## START PASSAGE SHOWN

2.3. Construction AR Applications

In the construction sector, various studies have been undertaken regarding the application of AR, largely underpinned by the introduction of the BIM, which can encompass diverse information. The BIM plays a crucial role in augmenting reality by providing virtual information. Therefore, AR in construction predominantly focuses on visualizing the BIM. Similar to the introduction in Section 2.2, BIM-based construction AR can also be categorized into applications independent of the user’s environment, location-based AR, and view-based AR.

Augmented Reality (AR) applications that are independent of the user’s surroundings primarily leverage the intuitive and immersive characteristics of AR. The advantages of these characteristics are maximized when users visualize and interact with the BIM in the form of 3D models. Several studies have enabled stakeholders to visualize and share BIM data from construction sites to facilitate decision-making processes [29,30]. Immersive indirect experiences have been utilized for construction safety training [31]. However, these methods are functionally closer to VR technology. To maximize the advantages from visualizing BIM and digital twin information, it is essential to accurately place models to enable user interaction, which requires recognizing the user’s surroundings.

In location-based AR, various positioning methods have been employed to recognize the user’s surroundings, with the GPS being the most widely used. Since the GPS only measures location, additional sensors are necessary to obtain orientation information. Kamat and Behzadan [32] demonstrated the utility of the GPS for overlaying 3D models via Head-Mounted Display (HMD) AR by developing hardware that integrates magnetometers and inertial measurement units for attitude measurement. Zollmann et al. [33] developed a mobile AR system using drones for construction site monitoring, successfully overlaying 3D models onto the drone’s camera view using the GPS and IMU mounted on the drone. However, these methods rely heavily on sensor performance, and high overlap accuracy cannot be guaranteed without high-performance sensors, including those of the GPS. To overcome these limitations, studies have utilized high-precision sensors like Real-Time Kinematic (RTK) GPS [34]. Commercial solutions using RTK GPS are available to accurately overlay the BIM of terrestrial structures or even subsurface infrastructure [35]. However, these devices are large, costly, and still dependent on satellite signals, which limits their effectiveness for indoor use.

View-based AR, as mentioned in Section 2.2, recognizes the user’s surroundings through a camera to visualize and display the BIM accordingly. Markers are one of the most commonly utilized methods for this purpose. There is a study where a 2D drawing was used as a marker to overlay and display a 3D model on top of the drawing, aiding in the user’s understanding of the 2D drawings [36]. Additionally, fiducial markers like QR codes or ArUco have been employed to overlay full-scale 3D models from the user’s view. Hübner et al. [37] achieved an overlay of indoor environments with virtual room-scale model data with a spatial accuracy of a few centimeters using markers. However, marker-based AR is not free from occlusion issues, and errors accumulate over time when the marker is out of the user’s view. Markerless view-based AR has been researched to overcome these limitations. This approach requires the use of various computer vision algorithms to recognize objects, locations, and orientations instead of markers.

## END PASSAGE SHOWN
## START DATASET RECORDS

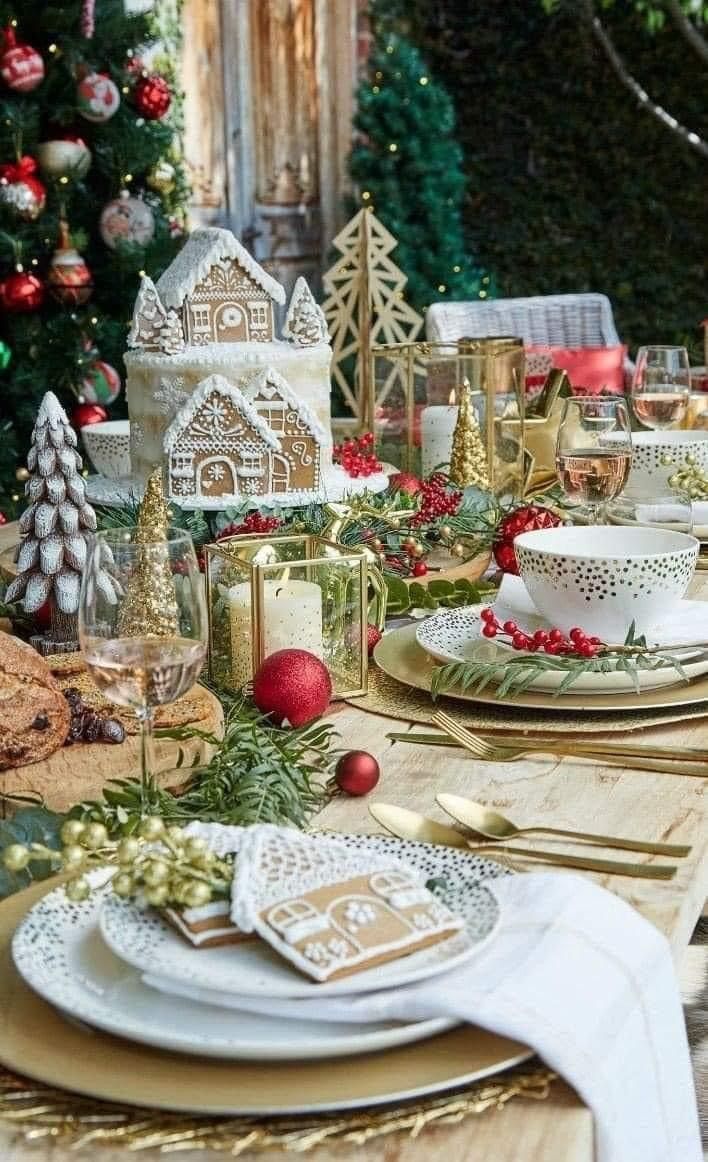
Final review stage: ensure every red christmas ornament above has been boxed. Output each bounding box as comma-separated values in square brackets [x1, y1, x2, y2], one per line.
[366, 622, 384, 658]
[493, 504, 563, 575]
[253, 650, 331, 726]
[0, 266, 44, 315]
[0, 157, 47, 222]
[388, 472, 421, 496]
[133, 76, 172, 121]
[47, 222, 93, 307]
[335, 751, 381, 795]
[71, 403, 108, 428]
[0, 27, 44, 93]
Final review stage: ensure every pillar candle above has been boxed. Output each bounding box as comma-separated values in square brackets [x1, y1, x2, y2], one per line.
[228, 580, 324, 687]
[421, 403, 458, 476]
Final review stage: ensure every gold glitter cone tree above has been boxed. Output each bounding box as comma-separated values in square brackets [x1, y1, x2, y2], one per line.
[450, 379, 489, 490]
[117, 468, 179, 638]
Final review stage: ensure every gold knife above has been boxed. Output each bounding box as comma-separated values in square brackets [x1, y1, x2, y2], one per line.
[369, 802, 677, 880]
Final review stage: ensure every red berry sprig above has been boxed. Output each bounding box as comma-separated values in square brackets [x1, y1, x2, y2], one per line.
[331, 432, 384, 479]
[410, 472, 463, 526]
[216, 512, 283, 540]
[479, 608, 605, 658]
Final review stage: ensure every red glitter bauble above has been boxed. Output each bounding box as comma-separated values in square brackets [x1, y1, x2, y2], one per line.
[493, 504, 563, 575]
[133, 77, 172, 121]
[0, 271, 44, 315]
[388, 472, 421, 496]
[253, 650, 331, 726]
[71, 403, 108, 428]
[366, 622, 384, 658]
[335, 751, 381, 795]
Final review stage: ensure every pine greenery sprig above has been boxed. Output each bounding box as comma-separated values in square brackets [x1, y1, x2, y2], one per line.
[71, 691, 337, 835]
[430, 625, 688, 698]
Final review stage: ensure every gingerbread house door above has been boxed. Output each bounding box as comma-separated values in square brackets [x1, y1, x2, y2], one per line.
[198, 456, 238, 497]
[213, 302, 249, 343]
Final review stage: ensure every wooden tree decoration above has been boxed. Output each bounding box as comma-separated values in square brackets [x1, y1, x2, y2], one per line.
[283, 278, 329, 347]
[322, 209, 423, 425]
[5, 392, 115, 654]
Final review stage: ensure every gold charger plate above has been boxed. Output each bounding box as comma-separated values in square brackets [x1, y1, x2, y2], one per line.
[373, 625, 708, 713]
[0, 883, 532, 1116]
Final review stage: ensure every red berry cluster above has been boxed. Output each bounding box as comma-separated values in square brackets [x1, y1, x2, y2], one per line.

## END DATASET RECORDS

TO DO:
a – Rewrite the part of the passage on construction AR applications that opens with the words containing "In the construction" and closes with "and view-based AR.", replacing "predominantly" with "mainly".
b – How would the passage on construction AR applications go on from here? Write the next part of it.

RESPONSES IN ORDER:
a –
In the construction sector, various studies have been undertaken regarding the application of AR, largely underpinned by the introduction of the BIM, which can encompass diverse information. The BIM plays a crucial role in augmenting reality by providing virtual information. Therefore, AR in construction mainly focuses on visualizing the BIM. Similar to the introduction in Section 2.2, BIM-based construction AR can also be categorized into applications independent of the user’s environment, location-based AR, and view-based AR.

b –
Despite continuous efforts in AR, it is difficult to find applications that are practically used on construction sites. Moreover, there are none related to accessing real-time information about workers and equipment. Unlike the previously introduced AR studies, this research distinguishes itself significantly in that the target of the information to be acquired is not a static object like structural components, but rather a moving object. In BIM-based AR, since the target object is static, once the BIM is overlaid and positioned, only the user’s location and line of sight need to be tracked to access the information on the already overlaid BIM. However, for moving objects such as personnel or equipment, both the user and the target object must be tracked in real time and continuously associated with each other. Accordingly, it necessitates an entirely different framework from existing BIM-based AR technology.

3. Research Problem and Objective

To address the knowledge gaps identified earlier, this study introduces an AR framework designed for site managers to access real-time information about on-site workers who move within the user’s field of view. The framework emphasizes the interaction between the AR user and the digital twin, where the user acts as an agent seeking information about on-site workers, while the digital twin serves as a repository of comprehensive project data. This interaction includes an automated data query process. Unlike BIM-based AR applications, fiducial markers are impractical in this context due to size constraints that limit their detectability and distance from the user. Moreover, markers on moving objects could often be occluded from view due to their dynamic poses.

The data querying process proposed in this study relies on the 3D locations of the user and the target object, as well as the user’s view. The study assumes that location data are gathered using GPS sensors and stored in the digital twin along with other relevant project information. The user’s view information is obtained through the camera and the magnetometer embedded in the AR device. Figure 1 illustrates the proposed AR framework. The magnetometer determines the user’s facing direction. In addition, object detection and tracking algorithms analyze video frames from the camera informing the direction of each image object within the user’s field of view (FOV). Since the user’s observation does not include workers’ identities, the framework necessitates further processing to match image objects with worker information in the digital twin. As mentioned, the workers’ location data play a key role in the matching process. Upon successful matching, the relevant information of the worker is retrieved from the server and transmitted back to the AR device for display.

While proposing the AR framework for retrieving on-site dynamic objects, this paper specifically focuses on the matching process as a critical step in the framework. This paper develops the detailed matching algorithm and evaluates its performances and feasibility of the AR framework through experiments.

4. Methodology

This section presents the matching process shown in Figure 2, which is a key component to realize the proposed AR framework. Each step of the matching process is detailed in the subsections.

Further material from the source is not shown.